-------- Selected extract --------
I've asked this question in Quora and the answers I got were:

First answer:

Using "more" and "less" helps maintain clarity and consistency in comparative forms. It provides a straightforward and predictable way to form comparatives and superlatives without relying on irregular or unpredictable suffixes.

Second answer:

Longer adjectives often have complex or multisyllabic structures, making it more challenging to add suffixes like "-er" and "-est" without affecting the pronunciation or flow of the word. Using "more" and "most" allows for a smoother and more natural-sounding comparative form.

Third answer:

Using "more" and "most" for more-than-one-syllable adjectives maintains consistency with two-syllable adjectives that also use "more" and "most" for comparison. This avoids creating separate rules or patterns for different types of adjectives

Is there an identifiable reason for tending to restrict the forms -er, -est to single-syllable adjectives? It may be one of these I suppose; or something else.

  • 1
    Those three answers seem completely made up, ChatGPT-generated, or both.
    – alphabet
    Commented Nov 11, 2023 at 15:21
  • Related: More bored vs boreder
    – Andrew Leach
    Commented Nov 11, 2023 at 15:48
  • It is one and two syllable adjectives. Anything with three gets more/most or less/least. Funny, funnier, funniest. Beautiful, more beautiful, the most beautiful. This question belongs on ELL.
    – Lambie
    Commented Nov 11, 2023 at 18:22
  • Don’t limit yourself yourself to thinking about adjectives, because adverbs work the same way. Here’s an example of comparative adverbs: “Adjectives and adverbs form their respective comparative and superlative degrees in exactly the same way, so the sooner you notice this happening, the better you’ll understand it.” :) Please don’t take that sentence harshly; it’s just a demo.
    – tchrist
    Commented Nov 11, 2023 at 19:16
  • 1
    @tchrist Wow, the way you speak to people. Really too much.
-------- Data listing --------
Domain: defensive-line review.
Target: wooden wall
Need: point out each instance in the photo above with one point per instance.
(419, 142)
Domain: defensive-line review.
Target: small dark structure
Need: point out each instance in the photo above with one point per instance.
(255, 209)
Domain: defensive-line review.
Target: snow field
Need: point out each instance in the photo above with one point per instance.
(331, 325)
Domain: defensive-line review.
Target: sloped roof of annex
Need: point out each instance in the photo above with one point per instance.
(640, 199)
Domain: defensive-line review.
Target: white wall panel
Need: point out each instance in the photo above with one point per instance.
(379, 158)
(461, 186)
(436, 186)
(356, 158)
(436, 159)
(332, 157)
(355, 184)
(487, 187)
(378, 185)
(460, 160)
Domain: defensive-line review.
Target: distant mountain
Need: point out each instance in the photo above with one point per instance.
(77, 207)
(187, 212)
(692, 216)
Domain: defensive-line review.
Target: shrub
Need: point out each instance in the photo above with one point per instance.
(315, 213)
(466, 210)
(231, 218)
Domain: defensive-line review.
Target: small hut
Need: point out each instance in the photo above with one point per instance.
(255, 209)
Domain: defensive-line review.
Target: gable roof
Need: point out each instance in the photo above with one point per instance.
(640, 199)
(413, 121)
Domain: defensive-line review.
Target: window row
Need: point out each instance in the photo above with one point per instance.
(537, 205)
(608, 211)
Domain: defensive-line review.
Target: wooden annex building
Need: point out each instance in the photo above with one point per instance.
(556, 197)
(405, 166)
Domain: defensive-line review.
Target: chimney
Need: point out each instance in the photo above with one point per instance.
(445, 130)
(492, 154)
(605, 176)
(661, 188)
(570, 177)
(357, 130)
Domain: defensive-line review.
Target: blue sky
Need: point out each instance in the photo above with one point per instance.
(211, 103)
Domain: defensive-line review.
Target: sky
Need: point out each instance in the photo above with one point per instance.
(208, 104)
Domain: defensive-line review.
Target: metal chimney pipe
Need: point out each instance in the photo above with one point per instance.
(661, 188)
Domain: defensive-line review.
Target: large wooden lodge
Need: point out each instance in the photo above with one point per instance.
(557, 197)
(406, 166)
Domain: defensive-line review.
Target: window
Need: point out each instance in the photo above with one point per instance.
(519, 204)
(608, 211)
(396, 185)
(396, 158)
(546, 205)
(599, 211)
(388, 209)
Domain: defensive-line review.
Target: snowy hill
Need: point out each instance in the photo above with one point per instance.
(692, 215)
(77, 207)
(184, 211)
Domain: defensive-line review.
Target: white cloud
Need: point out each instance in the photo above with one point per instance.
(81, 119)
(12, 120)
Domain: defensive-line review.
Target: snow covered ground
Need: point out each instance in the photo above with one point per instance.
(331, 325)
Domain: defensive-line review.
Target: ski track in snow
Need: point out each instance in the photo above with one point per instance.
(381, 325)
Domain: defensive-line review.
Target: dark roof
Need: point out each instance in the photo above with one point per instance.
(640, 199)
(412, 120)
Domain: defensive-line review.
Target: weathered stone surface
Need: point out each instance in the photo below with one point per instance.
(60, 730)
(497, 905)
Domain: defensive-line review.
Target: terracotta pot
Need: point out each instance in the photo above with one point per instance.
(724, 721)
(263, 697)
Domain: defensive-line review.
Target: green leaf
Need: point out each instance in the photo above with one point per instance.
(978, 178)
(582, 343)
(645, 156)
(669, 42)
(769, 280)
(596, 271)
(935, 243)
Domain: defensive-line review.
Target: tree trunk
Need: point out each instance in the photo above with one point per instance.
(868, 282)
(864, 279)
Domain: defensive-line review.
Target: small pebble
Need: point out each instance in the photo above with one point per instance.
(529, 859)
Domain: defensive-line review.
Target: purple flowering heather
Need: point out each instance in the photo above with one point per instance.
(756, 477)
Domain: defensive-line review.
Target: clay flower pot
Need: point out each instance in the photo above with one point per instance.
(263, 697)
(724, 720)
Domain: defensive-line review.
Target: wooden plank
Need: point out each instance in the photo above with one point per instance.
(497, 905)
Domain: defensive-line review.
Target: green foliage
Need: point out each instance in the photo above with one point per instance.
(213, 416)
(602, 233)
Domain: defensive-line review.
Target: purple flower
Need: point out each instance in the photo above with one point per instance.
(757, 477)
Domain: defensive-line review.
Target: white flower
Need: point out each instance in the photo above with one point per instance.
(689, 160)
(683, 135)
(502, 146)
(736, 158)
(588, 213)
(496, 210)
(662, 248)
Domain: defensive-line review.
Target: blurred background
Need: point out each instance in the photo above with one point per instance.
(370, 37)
--------
-------- Data listing --------
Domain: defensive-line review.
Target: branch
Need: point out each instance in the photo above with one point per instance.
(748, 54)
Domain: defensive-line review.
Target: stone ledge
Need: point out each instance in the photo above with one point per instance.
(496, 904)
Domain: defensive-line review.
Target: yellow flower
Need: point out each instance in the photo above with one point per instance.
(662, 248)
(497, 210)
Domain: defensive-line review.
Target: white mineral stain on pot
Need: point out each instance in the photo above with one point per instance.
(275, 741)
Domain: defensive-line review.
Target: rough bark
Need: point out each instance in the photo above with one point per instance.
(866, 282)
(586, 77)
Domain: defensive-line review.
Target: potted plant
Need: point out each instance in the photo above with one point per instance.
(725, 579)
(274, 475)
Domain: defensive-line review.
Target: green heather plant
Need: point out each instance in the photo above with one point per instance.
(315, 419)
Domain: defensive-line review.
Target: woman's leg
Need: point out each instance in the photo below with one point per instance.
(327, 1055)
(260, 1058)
--------
§ **What is being asked**:
Revise the passage of the comparative-adjectives discussion between "Is there an" and "belongs on ELL.", inclusive, so that "monosyllabic" takes the place of "single-syllable".

§ **Written answer**:
Is there an identifiable reason for tending to restrict the forms -er, -est to monosyllabic adjectives? It may be one of these I suppose; or something else.

  • 1
    Those three answers seem completely made up, ChatGPT-generated, or both.
    – alphabet
    Commented Nov 11, 2023 at 15:21
  • Related: More bored vs boreder
    – Andrew Leach
    Commented Nov 11, 2023 at 15:48
  • It is one and two syllable adjectives. Anything with three gets more/most or less/least. Funny, funnier, funniest. Beautiful, more beautiful, the most beautiful. This question belongs on ELL.